* _EXERCISE INSTRUCTIONS_:
Take the entries below and print only the lines from the one with "like [195, 343]." through the one with "like [71, 359].", exactly as they stand, both ends included.

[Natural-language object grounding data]

--*--

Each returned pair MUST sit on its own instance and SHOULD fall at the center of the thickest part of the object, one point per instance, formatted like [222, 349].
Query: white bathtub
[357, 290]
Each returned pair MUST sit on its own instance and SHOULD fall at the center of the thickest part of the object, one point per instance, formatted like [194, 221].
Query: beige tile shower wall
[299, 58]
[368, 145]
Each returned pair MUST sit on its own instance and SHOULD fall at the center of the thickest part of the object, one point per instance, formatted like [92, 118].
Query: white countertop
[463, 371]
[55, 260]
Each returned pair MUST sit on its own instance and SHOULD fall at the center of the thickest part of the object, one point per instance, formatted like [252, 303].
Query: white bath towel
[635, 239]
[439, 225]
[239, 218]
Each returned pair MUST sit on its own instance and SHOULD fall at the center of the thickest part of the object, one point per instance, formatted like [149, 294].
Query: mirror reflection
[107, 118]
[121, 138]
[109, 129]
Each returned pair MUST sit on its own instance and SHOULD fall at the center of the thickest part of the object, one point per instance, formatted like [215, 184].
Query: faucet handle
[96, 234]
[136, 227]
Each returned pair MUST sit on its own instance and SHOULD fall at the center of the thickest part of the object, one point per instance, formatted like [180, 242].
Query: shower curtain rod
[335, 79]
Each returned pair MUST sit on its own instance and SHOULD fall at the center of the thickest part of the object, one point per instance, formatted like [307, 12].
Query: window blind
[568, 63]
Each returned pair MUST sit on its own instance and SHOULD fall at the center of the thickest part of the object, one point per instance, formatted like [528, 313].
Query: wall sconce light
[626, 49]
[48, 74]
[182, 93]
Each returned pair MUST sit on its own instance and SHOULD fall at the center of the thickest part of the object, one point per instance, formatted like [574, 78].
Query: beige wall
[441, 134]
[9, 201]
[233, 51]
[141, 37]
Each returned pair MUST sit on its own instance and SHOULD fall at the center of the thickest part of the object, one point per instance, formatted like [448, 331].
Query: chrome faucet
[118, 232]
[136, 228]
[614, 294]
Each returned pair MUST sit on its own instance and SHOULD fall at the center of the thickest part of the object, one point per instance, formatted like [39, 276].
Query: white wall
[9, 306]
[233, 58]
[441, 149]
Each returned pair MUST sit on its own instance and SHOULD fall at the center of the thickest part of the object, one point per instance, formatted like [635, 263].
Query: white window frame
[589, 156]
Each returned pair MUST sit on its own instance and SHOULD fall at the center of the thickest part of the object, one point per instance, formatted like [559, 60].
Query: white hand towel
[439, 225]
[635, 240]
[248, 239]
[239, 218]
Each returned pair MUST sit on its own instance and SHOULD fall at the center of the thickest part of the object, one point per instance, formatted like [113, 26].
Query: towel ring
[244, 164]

--*--

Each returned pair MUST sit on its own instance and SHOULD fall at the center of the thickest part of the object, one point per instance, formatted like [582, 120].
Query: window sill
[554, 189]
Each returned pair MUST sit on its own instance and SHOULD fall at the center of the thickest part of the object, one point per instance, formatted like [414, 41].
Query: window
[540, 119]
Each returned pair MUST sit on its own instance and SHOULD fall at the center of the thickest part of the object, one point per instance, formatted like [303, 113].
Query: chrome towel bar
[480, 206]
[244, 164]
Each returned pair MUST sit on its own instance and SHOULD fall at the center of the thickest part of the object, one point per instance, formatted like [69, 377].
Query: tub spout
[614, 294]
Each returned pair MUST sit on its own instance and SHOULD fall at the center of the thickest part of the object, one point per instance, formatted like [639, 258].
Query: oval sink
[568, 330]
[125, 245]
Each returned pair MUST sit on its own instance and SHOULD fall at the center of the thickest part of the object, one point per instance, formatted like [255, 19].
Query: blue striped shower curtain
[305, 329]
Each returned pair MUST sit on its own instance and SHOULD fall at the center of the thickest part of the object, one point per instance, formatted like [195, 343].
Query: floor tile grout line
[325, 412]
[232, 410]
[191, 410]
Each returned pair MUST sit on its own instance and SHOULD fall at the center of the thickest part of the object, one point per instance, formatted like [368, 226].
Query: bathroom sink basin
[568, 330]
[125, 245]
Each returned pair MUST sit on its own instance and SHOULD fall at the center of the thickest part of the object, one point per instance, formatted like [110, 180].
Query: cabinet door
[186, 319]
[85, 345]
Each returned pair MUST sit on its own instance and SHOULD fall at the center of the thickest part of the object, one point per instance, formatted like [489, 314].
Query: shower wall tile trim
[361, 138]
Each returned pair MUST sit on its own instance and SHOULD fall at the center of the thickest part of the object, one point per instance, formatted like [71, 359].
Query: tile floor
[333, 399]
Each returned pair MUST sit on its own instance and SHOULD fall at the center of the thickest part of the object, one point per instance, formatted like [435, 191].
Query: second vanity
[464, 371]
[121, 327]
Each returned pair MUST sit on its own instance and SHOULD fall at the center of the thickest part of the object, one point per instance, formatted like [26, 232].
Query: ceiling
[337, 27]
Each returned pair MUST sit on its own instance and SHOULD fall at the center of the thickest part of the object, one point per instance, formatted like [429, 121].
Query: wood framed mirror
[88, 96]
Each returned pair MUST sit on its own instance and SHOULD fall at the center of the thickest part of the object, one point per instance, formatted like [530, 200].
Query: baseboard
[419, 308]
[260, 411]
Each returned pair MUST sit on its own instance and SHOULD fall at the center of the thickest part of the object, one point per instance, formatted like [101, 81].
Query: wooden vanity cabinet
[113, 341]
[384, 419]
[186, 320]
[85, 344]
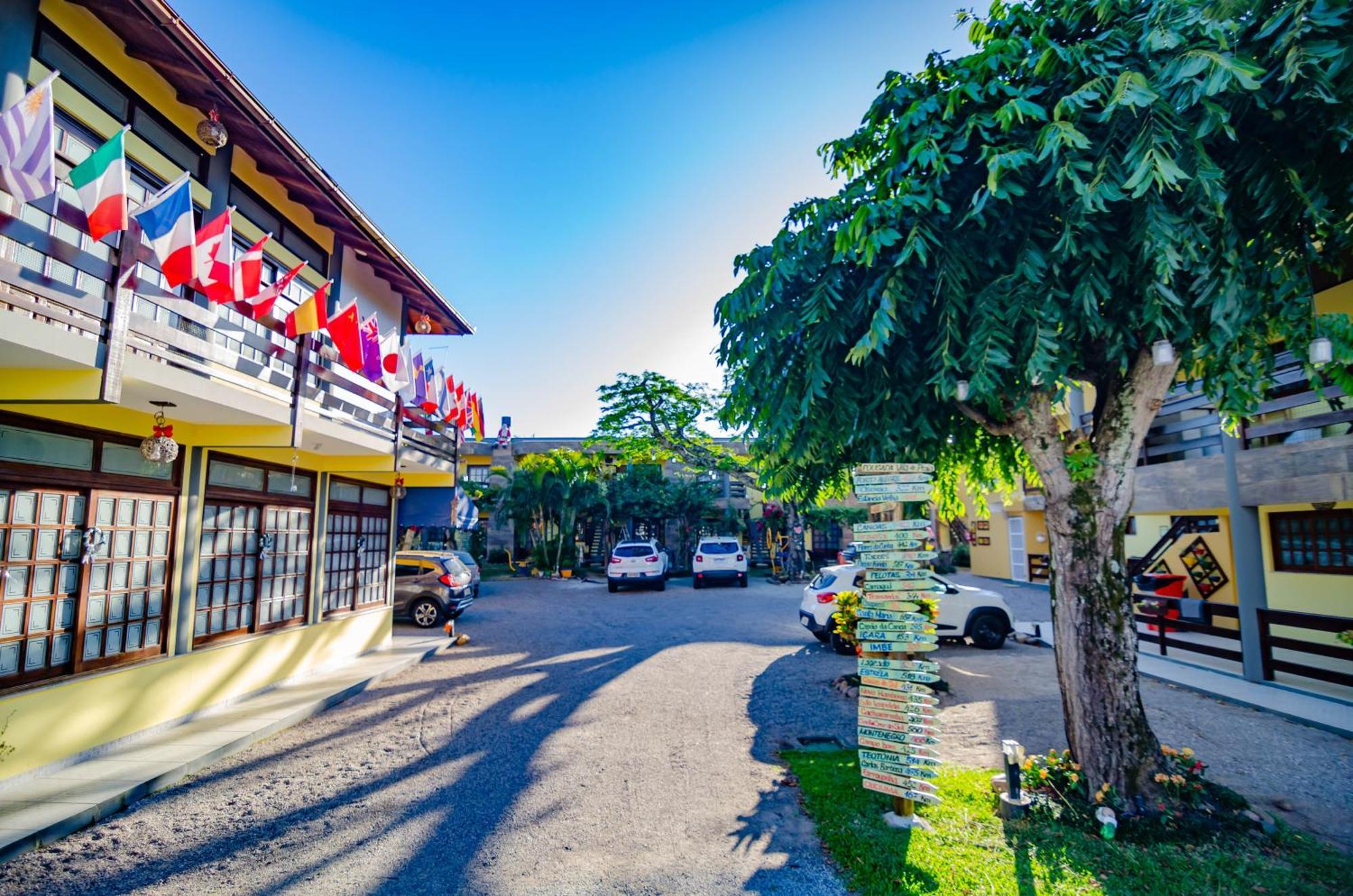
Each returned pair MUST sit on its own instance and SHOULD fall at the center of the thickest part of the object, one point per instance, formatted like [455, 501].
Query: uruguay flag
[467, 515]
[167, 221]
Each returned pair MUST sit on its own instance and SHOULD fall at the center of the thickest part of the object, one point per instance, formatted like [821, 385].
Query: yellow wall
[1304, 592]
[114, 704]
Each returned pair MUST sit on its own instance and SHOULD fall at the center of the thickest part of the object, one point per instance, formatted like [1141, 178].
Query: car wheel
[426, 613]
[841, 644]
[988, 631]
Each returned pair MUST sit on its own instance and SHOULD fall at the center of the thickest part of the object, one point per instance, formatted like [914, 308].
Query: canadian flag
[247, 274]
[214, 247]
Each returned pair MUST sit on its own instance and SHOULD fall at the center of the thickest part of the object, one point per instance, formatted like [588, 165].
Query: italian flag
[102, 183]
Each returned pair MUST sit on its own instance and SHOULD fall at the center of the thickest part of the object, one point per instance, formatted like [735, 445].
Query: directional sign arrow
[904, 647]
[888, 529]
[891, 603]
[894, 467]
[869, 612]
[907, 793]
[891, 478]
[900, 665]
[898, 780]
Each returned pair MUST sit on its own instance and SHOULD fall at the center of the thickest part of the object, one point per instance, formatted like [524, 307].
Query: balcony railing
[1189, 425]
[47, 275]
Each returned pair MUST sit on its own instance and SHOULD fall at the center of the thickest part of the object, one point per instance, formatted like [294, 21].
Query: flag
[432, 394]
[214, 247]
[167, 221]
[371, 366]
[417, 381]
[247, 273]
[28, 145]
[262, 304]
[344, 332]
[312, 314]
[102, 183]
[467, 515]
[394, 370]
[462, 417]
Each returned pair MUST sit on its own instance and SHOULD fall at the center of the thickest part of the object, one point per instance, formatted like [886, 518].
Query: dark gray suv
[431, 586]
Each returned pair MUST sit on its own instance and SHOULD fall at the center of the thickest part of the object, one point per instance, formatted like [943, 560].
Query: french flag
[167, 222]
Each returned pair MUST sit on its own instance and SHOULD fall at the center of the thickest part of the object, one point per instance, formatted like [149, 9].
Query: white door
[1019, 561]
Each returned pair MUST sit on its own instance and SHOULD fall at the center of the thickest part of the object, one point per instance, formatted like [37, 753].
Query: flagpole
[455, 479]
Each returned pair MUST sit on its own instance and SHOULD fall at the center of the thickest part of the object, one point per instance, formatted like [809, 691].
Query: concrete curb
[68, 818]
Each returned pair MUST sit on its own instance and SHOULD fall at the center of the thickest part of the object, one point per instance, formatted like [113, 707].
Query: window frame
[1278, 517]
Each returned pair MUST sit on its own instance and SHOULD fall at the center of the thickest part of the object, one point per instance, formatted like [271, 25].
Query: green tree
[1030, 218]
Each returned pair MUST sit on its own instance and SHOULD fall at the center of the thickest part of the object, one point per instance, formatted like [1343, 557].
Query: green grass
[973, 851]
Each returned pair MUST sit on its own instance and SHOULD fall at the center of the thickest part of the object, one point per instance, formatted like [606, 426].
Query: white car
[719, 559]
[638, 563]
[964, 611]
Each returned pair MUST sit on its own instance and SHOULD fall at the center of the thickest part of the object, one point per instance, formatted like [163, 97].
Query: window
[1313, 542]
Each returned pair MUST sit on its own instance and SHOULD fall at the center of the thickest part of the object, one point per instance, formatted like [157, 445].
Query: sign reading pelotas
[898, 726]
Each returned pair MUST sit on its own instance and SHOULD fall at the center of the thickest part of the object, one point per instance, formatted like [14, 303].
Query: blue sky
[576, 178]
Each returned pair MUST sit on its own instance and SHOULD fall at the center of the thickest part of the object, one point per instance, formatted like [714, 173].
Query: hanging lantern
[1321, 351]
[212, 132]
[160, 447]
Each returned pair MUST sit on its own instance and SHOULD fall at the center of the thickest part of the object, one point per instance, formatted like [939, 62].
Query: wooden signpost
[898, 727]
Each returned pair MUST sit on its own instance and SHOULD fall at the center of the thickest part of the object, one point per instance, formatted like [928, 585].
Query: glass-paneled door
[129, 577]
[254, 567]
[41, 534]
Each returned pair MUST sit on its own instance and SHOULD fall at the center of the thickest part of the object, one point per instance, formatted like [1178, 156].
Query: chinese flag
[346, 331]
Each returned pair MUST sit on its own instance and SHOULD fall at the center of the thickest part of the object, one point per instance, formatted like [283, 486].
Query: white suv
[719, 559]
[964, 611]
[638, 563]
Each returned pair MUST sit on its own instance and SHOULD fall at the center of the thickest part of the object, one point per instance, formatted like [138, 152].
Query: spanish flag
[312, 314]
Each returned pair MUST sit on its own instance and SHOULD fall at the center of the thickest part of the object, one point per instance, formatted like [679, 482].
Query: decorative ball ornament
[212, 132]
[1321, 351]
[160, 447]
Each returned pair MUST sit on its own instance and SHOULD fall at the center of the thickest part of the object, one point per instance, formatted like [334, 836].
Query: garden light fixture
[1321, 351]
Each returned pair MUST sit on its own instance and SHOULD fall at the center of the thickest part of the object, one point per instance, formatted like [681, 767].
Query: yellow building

--*--

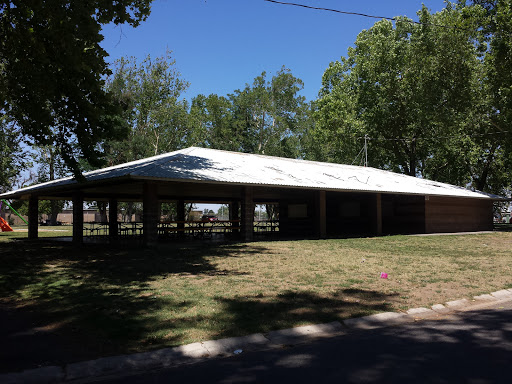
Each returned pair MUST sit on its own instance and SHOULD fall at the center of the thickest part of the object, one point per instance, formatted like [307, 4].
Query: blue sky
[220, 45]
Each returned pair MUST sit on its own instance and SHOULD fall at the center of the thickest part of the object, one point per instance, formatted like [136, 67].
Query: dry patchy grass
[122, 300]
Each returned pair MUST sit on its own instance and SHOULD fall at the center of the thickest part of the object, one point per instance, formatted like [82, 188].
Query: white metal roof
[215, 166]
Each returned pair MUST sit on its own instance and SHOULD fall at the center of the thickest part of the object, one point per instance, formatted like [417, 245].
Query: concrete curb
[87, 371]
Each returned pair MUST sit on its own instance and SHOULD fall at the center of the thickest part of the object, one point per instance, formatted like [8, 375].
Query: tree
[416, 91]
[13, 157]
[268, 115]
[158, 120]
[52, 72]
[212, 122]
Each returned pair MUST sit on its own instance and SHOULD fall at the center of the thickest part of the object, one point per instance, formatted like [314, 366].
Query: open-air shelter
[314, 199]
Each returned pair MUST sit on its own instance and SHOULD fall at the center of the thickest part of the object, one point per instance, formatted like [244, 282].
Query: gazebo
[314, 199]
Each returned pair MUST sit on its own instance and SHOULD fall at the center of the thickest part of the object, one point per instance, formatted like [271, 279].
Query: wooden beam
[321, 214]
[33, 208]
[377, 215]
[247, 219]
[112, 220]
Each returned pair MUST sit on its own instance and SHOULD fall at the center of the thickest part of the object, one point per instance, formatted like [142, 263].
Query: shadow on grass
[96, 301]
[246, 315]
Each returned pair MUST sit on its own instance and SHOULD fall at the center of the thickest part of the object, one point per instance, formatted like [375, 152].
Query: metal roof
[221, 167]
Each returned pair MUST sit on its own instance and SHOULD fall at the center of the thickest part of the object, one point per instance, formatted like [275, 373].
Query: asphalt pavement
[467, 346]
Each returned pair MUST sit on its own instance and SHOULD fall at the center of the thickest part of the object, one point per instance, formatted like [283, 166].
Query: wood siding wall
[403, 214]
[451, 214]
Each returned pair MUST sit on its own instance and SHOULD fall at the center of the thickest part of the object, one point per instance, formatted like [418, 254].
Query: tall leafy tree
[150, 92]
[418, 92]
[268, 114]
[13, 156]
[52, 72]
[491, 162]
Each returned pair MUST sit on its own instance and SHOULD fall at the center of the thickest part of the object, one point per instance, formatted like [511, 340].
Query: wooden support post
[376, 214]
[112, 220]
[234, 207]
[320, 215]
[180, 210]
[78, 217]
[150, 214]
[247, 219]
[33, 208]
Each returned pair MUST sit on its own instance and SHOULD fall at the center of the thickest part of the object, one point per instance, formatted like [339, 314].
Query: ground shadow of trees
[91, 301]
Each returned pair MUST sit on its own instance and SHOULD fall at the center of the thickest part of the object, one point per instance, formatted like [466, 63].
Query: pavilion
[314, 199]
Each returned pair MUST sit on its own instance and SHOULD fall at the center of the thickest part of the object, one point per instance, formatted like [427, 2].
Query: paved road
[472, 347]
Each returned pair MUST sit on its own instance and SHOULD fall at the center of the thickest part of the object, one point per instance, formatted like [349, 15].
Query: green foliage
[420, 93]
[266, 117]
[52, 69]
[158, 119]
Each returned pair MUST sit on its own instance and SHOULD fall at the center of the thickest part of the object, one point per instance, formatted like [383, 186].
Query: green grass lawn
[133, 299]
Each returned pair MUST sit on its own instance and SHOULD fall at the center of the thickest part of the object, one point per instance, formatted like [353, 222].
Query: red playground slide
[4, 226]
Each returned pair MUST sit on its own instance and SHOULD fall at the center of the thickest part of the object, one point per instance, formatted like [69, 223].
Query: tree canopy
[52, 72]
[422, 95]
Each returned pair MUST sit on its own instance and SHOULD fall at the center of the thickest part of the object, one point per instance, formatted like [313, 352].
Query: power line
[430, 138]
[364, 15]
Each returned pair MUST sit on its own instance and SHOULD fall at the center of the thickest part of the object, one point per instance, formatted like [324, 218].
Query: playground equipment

--*--

* _ANSWER AREA_:
Each returned pair MUST sit on its own instance and SHOULD fall at the center of the thickest part of the object, one point per instance, formatted like [195, 343].
Query: floor tile grout line
[325, 412]
[232, 410]
[191, 410]
Each returned pair MUST sit on its own instance and SHOULD fall at the center of the thickest part of the object, one point per instance, formatted like [368, 226].
Query: bathroom sink basin
[568, 330]
[125, 245]
Each returned pair MUST sit on its own instance and SHOULD fall at the center of the thickest part of the object, one point per instance, formatted like [110, 180].
Query: cabinet door
[186, 319]
[85, 345]
Each returned pair MUST sit on its own instance and SHOULD fall at the center of the thickest part of the object, one point per instance, formatted like [489, 314].
Query: shower wall tile trim
[361, 138]
Each returned pair MUST sit on its own instance and SHOULD fall at the center of the thickest part of the object, one point per instance, formatted like [71, 359].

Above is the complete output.